*** Opening Source material ***

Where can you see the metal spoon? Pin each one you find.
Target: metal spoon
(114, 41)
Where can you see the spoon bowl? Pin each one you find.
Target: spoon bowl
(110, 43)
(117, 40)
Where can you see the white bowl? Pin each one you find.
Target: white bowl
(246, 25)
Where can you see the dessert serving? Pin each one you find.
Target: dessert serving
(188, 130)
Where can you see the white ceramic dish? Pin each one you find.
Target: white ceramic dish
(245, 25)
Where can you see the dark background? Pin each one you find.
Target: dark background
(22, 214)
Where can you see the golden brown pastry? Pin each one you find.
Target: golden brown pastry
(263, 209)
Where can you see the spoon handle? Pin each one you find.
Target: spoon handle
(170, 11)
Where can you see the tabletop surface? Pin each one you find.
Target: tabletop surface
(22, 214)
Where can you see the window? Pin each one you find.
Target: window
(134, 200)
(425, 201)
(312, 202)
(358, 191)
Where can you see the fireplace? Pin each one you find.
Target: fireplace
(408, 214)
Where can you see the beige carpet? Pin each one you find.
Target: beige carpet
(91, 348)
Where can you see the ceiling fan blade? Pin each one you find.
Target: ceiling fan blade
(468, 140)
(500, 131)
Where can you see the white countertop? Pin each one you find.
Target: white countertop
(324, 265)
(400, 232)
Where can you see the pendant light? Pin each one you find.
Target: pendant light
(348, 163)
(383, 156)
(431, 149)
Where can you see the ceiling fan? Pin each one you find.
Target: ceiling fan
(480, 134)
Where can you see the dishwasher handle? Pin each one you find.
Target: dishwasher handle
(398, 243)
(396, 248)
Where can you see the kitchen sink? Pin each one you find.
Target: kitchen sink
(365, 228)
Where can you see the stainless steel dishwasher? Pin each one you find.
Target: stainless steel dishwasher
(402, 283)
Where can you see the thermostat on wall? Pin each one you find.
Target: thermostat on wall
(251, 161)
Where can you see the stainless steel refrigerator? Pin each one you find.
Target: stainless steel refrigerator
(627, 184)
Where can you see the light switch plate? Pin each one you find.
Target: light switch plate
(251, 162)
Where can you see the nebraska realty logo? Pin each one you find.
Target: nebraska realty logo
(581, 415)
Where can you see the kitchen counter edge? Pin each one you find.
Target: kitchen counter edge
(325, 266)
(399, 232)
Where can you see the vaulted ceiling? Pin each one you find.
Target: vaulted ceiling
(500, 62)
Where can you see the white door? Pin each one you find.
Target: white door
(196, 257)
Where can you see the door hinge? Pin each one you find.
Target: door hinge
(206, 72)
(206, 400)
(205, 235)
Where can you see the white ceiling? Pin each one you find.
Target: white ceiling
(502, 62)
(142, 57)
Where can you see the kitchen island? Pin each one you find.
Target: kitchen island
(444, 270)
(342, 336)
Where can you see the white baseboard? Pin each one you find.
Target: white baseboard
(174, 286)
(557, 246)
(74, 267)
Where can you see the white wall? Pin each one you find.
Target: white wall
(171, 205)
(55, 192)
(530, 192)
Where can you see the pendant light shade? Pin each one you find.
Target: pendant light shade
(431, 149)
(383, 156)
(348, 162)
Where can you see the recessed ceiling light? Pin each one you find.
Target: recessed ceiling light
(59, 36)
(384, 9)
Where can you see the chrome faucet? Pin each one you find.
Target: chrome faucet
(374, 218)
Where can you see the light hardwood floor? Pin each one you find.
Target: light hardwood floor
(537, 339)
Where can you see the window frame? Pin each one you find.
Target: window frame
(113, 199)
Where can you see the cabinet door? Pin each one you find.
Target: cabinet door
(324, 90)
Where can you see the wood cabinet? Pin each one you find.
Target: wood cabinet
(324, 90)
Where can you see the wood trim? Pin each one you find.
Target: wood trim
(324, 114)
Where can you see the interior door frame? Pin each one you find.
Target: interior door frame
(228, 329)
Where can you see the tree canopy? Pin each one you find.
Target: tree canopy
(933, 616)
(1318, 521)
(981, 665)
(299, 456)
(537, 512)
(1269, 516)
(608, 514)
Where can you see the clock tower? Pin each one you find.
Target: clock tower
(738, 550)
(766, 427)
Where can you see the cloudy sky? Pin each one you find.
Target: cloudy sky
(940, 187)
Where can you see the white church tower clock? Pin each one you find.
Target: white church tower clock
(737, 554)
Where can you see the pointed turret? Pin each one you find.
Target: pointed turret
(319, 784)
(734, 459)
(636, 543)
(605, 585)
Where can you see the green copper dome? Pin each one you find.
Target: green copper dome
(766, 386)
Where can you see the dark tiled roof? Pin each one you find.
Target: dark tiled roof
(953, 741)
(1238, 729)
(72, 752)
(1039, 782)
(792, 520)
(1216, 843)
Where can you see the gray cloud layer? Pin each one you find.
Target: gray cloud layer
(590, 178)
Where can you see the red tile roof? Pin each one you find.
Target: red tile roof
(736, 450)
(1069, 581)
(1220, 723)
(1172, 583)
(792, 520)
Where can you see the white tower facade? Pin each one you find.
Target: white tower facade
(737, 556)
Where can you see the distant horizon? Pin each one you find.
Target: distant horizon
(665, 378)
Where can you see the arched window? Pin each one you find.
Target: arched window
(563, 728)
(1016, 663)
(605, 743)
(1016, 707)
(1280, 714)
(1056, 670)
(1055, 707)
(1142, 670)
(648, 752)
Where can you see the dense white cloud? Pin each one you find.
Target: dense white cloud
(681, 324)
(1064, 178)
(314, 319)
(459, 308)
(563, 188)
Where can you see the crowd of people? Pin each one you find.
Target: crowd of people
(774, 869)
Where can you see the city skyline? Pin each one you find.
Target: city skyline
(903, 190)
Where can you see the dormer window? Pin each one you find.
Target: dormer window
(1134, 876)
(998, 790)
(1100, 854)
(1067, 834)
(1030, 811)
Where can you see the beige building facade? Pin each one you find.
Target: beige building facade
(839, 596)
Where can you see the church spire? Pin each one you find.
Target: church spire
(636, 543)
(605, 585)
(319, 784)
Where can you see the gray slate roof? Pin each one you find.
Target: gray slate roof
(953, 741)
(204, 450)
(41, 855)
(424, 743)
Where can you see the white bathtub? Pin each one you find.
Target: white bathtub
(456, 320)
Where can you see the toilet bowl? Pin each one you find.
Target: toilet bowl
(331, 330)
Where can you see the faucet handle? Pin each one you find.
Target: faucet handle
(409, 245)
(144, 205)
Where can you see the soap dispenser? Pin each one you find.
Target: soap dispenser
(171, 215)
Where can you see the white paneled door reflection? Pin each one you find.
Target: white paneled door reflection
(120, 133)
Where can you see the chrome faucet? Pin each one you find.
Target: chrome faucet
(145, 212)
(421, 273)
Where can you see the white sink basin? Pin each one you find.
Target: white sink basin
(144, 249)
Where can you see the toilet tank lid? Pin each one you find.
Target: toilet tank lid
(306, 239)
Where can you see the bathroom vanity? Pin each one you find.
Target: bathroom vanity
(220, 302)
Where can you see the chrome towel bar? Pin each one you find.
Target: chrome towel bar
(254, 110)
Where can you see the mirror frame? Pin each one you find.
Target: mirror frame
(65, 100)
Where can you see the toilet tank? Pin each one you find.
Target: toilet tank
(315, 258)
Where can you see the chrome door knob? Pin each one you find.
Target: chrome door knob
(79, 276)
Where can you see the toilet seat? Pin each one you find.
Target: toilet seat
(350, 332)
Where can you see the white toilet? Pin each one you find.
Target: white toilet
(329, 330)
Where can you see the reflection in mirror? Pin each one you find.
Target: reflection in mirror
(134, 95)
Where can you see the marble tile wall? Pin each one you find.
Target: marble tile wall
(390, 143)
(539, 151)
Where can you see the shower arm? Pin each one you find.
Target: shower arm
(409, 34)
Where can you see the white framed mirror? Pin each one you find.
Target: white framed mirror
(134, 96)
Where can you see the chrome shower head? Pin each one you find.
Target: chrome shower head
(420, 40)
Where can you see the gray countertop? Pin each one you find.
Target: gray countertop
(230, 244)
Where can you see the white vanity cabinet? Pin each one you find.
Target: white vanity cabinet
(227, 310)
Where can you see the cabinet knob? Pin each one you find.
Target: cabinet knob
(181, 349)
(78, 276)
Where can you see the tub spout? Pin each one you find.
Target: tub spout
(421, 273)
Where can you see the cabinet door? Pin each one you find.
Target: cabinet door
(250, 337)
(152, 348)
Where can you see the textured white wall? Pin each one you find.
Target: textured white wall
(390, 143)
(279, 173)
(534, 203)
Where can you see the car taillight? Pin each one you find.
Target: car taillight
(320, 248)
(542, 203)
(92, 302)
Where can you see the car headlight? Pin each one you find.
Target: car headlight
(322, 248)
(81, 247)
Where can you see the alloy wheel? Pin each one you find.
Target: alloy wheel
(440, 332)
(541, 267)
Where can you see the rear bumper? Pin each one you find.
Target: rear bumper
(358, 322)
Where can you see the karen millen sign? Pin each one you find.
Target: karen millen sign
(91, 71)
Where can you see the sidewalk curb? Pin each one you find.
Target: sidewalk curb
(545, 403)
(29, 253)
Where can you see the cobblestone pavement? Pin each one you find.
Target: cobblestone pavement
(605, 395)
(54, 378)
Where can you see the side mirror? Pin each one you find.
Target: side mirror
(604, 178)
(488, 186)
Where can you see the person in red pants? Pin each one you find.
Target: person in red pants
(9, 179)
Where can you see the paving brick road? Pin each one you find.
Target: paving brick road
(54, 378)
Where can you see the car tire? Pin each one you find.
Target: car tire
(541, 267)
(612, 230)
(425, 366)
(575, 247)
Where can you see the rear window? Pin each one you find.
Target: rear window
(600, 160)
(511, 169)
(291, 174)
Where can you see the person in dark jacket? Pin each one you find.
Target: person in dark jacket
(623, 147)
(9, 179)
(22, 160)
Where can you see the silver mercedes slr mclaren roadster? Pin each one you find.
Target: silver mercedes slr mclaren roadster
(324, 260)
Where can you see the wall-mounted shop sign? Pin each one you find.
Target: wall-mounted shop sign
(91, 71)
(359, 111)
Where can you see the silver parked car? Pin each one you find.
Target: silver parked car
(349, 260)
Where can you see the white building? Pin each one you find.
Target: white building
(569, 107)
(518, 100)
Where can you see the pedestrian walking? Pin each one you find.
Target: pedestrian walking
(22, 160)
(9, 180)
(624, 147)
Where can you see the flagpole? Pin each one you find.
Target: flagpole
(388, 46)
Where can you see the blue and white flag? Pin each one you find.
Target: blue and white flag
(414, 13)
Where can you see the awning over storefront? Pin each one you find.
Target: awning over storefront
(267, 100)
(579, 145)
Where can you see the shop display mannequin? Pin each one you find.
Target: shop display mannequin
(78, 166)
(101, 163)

*** Closing Source material ***

**Exercise goal:** Each line above from the one with "Target: metal spoon" up to and including the one with "Where can you see the white ceramic" must be set down exactly, and no line outside that span may appear.

**Solved problem:**
Target: metal spoon
(114, 41)
Where can you see the spoon bowl? Pin each one you find.
Target: spoon bowl
(110, 43)
(117, 40)
Where can you see the white bowl? Pin each one you find.
Target: white bowl
(246, 25)
Where can you see the dessert serving? Pin each one you find.
Target: dessert serving
(188, 130)
Where can you see the white ceramic dish? Pin each one you find.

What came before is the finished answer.